#### INFORMATION GIVEN ####

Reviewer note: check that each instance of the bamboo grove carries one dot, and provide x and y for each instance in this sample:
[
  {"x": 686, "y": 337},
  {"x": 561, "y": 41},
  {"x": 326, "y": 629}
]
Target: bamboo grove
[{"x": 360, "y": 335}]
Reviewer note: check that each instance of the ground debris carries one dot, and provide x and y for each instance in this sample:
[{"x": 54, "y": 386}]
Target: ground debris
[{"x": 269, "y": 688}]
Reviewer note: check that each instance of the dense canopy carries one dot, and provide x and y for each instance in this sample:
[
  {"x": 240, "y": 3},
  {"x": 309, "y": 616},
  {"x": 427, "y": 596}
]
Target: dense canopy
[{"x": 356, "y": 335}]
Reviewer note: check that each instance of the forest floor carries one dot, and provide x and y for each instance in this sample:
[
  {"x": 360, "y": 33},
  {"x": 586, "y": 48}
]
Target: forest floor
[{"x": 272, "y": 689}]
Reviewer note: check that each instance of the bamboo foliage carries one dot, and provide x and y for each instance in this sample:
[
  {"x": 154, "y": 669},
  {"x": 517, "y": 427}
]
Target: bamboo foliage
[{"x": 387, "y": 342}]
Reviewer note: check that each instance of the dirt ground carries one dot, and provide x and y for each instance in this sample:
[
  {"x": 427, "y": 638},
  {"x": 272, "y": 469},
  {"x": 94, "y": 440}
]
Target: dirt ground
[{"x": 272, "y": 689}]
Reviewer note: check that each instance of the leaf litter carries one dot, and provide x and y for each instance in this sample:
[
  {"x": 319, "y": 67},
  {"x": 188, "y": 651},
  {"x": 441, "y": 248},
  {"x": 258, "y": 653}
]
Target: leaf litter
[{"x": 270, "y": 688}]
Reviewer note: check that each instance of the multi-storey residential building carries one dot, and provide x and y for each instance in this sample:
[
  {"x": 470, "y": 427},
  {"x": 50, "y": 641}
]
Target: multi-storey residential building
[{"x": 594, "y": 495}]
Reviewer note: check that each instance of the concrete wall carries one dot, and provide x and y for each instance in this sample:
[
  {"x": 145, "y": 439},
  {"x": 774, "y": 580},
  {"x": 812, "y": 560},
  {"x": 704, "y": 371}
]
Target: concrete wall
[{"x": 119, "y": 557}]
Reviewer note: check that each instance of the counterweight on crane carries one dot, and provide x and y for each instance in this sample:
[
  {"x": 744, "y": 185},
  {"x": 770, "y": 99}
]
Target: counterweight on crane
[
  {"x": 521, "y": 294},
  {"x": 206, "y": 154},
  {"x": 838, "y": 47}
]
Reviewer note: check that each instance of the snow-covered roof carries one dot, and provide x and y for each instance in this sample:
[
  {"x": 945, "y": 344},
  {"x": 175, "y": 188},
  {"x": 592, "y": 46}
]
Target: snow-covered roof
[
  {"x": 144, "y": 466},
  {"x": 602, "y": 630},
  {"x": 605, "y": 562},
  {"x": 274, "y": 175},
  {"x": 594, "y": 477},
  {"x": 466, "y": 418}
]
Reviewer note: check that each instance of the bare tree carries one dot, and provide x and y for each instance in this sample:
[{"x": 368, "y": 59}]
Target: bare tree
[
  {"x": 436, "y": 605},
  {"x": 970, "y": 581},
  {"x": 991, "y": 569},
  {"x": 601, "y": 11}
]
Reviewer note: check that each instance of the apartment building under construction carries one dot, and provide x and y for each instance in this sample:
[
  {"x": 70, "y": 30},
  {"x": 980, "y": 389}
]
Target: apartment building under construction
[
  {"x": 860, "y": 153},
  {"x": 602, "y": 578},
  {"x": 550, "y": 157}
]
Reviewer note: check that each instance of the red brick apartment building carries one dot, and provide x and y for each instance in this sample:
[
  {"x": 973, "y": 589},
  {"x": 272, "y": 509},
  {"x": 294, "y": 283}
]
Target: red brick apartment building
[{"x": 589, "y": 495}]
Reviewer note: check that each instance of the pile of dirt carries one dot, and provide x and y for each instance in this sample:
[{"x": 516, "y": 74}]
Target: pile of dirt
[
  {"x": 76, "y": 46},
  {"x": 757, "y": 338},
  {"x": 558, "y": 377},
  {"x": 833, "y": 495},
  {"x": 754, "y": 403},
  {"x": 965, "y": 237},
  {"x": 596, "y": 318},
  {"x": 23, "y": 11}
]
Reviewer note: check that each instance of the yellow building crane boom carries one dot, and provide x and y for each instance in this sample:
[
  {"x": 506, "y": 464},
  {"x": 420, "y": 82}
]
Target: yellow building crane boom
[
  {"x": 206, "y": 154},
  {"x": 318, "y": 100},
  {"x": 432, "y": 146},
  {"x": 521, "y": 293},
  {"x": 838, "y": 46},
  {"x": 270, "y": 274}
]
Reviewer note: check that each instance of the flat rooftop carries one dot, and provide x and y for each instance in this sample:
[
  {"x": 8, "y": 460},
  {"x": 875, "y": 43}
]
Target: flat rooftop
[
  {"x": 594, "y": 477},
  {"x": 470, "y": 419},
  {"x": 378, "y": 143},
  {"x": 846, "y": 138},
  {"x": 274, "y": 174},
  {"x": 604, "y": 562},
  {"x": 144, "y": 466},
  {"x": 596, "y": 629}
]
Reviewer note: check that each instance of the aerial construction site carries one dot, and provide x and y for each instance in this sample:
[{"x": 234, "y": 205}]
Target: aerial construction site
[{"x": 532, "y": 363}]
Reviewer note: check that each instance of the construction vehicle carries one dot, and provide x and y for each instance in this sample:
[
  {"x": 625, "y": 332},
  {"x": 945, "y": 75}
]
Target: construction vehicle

####

The task calls for all the records above to be repeated exactly.

#### OUTPUT FOR THIS TASK:
Reviewer note: check that each instance of the bamboo grove carries one dot, and provide x and y for each instance in this sample:
[
  {"x": 686, "y": 337},
  {"x": 561, "y": 41},
  {"x": 326, "y": 629}
]
Target: bamboo grove
[{"x": 360, "y": 335}]
Reviewer note: check that each instance of the ground debris carries one dot, and provide x and y for each instance in this sample:
[{"x": 54, "y": 386}]
Target: ground debris
[{"x": 269, "y": 688}]
Reviewer note: check that each instance of the dense canopy carries one dot, and provide x and y for each instance in this sample:
[
  {"x": 240, "y": 3},
  {"x": 309, "y": 616},
  {"x": 427, "y": 596}
]
Target: dense canopy
[{"x": 356, "y": 335}]
Reviewer note: check that each instance of the forest floor carries one dot, and provide x and y for each instance in this sample:
[
  {"x": 360, "y": 33},
  {"x": 586, "y": 48}
]
Target: forest floor
[{"x": 272, "y": 689}]
Reviewer note: check that each instance of the bamboo foliage carries one dot, and provide x and y for each instance in this sample:
[
  {"x": 154, "y": 669},
  {"x": 517, "y": 427}
]
Target: bamboo foliage
[{"x": 387, "y": 342}]
Reviewer note: check that each instance of the dirt ground carries one dot, and provide x and y for each instance in this sample:
[
  {"x": 427, "y": 638},
  {"x": 272, "y": 469},
  {"x": 94, "y": 440}
]
Target: dirt ground
[{"x": 272, "y": 689}]
Reviewer note: check that each instance of the leaf litter carries one dot, and provide x and y for each instance in this sample:
[
  {"x": 319, "y": 67},
  {"x": 188, "y": 651},
  {"x": 441, "y": 248},
  {"x": 258, "y": 653}
]
Target: leaf litter
[{"x": 270, "y": 688}]
Reviewer note: check that each instance of the multi-storey residential building carries one dot, and provide x and y for each instance in this sample:
[
  {"x": 470, "y": 427},
  {"x": 50, "y": 641}
]
Target: multi-storey residential building
[{"x": 594, "y": 495}]
Reviewer note: check that each instance of the concrete wall carries one dot, and provide x and y for each instance in this sample:
[
  {"x": 145, "y": 439},
  {"x": 774, "y": 580},
  {"x": 812, "y": 560},
  {"x": 704, "y": 371}
]
Target: concrete wall
[{"x": 119, "y": 557}]
Reviewer note: check that each instance of the counterweight on crane carries one dot, and provide x and y for each instance in this sample:
[
  {"x": 744, "y": 185},
  {"x": 770, "y": 99}
]
Target: counterweight on crane
[
  {"x": 521, "y": 294},
  {"x": 206, "y": 154},
  {"x": 838, "y": 47}
]
Reviewer note: check that each instance of the snow-covered roof carries one dot, and provide x and y for each instance in this sample:
[
  {"x": 945, "y": 344},
  {"x": 175, "y": 188},
  {"x": 592, "y": 46}
]
Target: snow-covered roof
[
  {"x": 144, "y": 466},
  {"x": 602, "y": 630},
  {"x": 605, "y": 562},
  {"x": 274, "y": 175},
  {"x": 594, "y": 477},
  {"x": 466, "y": 418}
]
Reviewer note: check that each instance of the bare tree carries one dot, and provide x and y for each instance in this sample:
[{"x": 368, "y": 59}]
Target: bare tree
[
  {"x": 436, "y": 605},
  {"x": 970, "y": 581},
  {"x": 991, "y": 569},
  {"x": 601, "y": 11}
]
Reviewer note: check that each instance of the apartment building under construction carries one dot, and provide x and y for each instance in this sample:
[
  {"x": 70, "y": 30},
  {"x": 980, "y": 389}
]
Target: apartment building under construction
[
  {"x": 860, "y": 153},
  {"x": 602, "y": 578},
  {"x": 550, "y": 157}
]
Reviewer note: check that each instance of the red brick apartment building carries one dot, and provide x and y for each instance in this sample:
[
  {"x": 973, "y": 589},
  {"x": 272, "y": 509},
  {"x": 294, "y": 283}
]
Target: red brick apartment building
[{"x": 589, "y": 495}]
Reviewer note: check that each instance of the pile of dirt carries one dot, and provide x and y for each instance in this sample:
[{"x": 516, "y": 74}]
Target: pile of dirt
[
  {"x": 76, "y": 46},
  {"x": 757, "y": 338},
  {"x": 558, "y": 377},
  {"x": 833, "y": 495},
  {"x": 754, "y": 403},
  {"x": 965, "y": 237},
  {"x": 596, "y": 318},
  {"x": 23, "y": 11}
]
Reviewer note: check that each instance of the yellow building crane boom carries one dot, and provide x and y for each instance in this sample:
[
  {"x": 506, "y": 464},
  {"x": 420, "y": 82}
]
Target: yellow building crane boom
[
  {"x": 206, "y": 154},
  {"x": 318, "y": 100},
  {"x": 432, "y": 146},
  {"x": 521, "y": 293},
  {"x": 838, "y": 46},
  {"x": 270, "y": 274}
]
Reviewer note: check that each instance of the flat rooftop carries one dot, and provide x and y for each instance in this sample:
[
  {"x": 8, "y": 460},
  {"x": 875, "y": 43}
]
Target: flat rooftop
[
  {"x": 594, "y": 477},
  {"x": 470, "y": 419},
  {"x": 378, "y": 143},
  {"x": 846, "y": 138},
  {"x": 274, "y": 174},
  {"x": 604, "y": 562},
  {"x": 144, "y": 466},
  {"x": 596, "y": 629}
]
Reviewer note: check that each instance of the aerial construction site carries one dot, and provide x and y for each instance in this sample:
[{"x": 234, "y": 205}]
Target: aerial construction site
[{"x": 532, "y": 363}]
Reviewer note: check that each instance of the construction vehicle carries one dot, and provide x and y for each instance in this sample:
[
  {"x": 625, "y": 332},
  {"x": 945, "y": 75}
]
Target: construction vehicle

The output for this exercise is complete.